** Stated exercise **
Copy the part of the material that opens with the line containing "[spot] the man" and runs through the end of the material, keeping every line exactly the same.

** Dataset rows **
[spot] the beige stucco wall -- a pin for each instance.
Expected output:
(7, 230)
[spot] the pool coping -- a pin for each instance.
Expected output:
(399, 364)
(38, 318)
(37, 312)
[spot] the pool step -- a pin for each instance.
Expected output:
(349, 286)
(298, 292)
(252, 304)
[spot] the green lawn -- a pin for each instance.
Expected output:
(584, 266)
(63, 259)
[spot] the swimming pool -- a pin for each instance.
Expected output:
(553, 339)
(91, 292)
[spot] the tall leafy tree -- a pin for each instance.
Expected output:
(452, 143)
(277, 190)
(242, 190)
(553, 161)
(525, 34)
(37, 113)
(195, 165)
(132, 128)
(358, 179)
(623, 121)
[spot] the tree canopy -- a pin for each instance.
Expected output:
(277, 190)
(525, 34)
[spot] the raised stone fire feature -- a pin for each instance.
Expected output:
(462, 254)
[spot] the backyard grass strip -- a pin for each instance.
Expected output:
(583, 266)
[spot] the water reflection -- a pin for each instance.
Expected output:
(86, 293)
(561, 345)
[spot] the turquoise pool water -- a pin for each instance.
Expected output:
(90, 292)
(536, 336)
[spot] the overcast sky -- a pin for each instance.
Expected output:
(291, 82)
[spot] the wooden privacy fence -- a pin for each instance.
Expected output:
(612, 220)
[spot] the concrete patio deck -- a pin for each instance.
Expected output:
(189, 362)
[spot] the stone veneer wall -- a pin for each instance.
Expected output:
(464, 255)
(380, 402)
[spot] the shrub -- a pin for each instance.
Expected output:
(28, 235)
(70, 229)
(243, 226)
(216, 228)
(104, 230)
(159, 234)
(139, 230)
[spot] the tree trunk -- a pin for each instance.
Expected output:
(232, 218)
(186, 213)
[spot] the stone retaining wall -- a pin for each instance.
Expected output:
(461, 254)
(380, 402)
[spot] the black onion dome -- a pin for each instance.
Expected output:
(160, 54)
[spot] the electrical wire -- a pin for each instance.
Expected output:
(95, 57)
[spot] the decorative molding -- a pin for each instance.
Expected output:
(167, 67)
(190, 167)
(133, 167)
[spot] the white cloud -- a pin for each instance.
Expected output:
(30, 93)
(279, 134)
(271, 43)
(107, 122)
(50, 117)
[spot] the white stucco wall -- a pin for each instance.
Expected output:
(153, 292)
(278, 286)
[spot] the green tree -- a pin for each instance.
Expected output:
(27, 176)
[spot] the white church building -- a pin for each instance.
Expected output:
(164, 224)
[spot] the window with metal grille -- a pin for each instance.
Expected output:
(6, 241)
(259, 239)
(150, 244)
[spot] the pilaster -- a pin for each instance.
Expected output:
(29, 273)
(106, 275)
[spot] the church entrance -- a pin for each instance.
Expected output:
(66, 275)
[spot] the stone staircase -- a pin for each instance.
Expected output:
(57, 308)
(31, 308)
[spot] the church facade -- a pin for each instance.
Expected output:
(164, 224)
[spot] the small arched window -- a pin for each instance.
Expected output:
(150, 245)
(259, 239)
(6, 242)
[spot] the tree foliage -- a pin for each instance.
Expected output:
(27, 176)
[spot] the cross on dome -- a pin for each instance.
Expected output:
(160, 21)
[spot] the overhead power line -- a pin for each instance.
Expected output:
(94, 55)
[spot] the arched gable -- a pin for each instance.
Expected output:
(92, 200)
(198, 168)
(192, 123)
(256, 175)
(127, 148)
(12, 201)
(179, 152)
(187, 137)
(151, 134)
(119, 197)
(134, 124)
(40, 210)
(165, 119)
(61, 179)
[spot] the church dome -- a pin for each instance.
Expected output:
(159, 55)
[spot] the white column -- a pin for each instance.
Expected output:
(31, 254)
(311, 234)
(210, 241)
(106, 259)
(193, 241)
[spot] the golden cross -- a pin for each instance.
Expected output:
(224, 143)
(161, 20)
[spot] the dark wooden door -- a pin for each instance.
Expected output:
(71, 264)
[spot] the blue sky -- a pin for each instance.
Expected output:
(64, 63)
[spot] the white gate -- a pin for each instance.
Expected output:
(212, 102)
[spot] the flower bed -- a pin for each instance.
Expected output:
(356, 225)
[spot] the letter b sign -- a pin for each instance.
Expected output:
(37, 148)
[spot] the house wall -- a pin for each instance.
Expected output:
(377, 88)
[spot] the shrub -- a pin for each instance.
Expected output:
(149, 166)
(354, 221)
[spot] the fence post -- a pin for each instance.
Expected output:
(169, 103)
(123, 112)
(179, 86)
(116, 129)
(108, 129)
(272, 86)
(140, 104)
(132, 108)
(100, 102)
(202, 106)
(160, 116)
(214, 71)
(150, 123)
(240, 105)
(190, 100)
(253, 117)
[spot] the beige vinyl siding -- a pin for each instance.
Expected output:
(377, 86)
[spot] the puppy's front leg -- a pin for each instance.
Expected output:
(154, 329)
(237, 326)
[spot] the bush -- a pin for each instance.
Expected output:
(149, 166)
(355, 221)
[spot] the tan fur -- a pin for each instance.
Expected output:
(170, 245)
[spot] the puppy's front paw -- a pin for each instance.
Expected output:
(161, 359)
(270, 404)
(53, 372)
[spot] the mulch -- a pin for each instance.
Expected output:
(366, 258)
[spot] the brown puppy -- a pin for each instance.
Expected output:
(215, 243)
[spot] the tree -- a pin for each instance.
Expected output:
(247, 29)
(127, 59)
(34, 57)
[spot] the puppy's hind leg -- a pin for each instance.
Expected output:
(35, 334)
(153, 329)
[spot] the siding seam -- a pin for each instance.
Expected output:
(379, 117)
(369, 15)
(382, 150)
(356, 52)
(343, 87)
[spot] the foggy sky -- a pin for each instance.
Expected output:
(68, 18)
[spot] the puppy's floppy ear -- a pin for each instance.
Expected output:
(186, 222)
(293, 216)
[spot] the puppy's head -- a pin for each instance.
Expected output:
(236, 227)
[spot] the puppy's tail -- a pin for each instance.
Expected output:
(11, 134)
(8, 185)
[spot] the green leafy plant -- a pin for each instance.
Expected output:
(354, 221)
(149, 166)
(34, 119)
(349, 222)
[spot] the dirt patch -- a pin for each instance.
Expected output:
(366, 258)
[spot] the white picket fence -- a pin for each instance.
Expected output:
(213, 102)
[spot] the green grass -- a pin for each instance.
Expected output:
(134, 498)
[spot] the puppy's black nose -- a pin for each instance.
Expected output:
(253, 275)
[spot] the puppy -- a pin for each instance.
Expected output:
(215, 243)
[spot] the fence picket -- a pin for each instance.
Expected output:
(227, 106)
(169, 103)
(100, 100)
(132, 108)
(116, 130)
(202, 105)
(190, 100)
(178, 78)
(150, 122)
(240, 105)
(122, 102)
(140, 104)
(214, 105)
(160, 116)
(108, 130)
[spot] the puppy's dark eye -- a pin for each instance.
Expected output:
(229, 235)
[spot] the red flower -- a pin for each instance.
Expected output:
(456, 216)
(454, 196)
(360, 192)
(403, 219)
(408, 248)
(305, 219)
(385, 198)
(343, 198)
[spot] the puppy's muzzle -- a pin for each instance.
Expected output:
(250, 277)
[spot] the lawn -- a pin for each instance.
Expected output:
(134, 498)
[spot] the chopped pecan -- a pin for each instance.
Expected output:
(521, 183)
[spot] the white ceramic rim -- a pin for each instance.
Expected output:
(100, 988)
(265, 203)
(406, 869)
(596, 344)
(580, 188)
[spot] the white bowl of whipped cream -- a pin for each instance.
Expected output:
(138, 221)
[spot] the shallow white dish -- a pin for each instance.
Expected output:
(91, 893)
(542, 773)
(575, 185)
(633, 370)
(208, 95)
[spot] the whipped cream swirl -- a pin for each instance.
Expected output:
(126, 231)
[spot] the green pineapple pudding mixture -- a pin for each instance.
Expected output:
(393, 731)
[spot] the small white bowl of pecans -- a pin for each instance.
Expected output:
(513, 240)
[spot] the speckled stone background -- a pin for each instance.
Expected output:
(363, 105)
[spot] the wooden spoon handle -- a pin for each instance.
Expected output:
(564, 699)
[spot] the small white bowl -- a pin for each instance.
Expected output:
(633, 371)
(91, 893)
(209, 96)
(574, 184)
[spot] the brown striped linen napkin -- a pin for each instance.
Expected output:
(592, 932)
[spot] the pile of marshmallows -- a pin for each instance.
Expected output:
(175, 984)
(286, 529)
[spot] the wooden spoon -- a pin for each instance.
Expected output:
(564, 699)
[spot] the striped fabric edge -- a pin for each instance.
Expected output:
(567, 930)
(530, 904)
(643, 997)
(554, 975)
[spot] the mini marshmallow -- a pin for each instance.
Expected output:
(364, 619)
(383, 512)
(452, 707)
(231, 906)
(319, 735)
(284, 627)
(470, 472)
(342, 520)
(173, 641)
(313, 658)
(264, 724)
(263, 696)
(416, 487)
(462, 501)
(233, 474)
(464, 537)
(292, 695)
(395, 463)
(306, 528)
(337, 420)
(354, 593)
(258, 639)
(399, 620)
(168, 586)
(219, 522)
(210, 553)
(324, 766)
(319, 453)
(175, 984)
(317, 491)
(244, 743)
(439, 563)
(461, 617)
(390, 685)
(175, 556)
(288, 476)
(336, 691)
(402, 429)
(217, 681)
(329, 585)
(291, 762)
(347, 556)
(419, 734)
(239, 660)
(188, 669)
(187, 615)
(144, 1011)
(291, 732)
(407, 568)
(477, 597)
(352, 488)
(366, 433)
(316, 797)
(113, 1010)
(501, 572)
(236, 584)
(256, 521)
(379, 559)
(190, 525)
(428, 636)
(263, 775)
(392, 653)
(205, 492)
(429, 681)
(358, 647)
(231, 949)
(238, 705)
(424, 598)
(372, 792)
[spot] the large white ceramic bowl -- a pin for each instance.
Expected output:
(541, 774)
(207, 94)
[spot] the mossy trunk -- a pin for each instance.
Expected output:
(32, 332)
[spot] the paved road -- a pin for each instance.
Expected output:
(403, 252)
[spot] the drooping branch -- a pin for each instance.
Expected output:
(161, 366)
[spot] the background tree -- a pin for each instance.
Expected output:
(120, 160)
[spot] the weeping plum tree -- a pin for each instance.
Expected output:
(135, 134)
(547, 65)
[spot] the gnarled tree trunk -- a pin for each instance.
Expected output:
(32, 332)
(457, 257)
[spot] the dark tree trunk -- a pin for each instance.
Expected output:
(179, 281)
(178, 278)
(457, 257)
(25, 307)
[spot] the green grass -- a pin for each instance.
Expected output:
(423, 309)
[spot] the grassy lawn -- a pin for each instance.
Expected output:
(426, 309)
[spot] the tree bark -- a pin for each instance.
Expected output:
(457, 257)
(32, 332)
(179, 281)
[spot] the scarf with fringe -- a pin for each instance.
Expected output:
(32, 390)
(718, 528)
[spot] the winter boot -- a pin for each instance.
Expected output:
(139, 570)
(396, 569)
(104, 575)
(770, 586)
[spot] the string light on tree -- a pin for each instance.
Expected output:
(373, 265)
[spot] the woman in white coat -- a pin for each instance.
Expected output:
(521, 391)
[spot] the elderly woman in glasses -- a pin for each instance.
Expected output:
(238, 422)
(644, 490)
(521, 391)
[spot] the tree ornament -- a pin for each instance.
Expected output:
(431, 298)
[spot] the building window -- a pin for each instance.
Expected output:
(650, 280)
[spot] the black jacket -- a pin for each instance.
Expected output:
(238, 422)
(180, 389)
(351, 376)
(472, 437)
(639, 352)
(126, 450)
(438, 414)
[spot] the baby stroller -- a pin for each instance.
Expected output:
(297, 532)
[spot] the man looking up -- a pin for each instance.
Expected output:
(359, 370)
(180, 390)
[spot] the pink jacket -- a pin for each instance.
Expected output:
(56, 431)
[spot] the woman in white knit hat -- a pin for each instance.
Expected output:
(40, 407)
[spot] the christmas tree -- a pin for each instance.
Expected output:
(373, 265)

** Exercise solution **
[spot] the man looking up -- a pin for each instance.
Expected output:
(359, 370)
(180, 390)
[spot] the pink jacket -- a pin for each instance.
Expected output:
(56, 431)
[spot] the woman in white knit hat -- a pin for each instance.
Expected output:
(40, 407)
[spot] the christmas tree -- a pin for each instance.
Expected output:
(373, 265)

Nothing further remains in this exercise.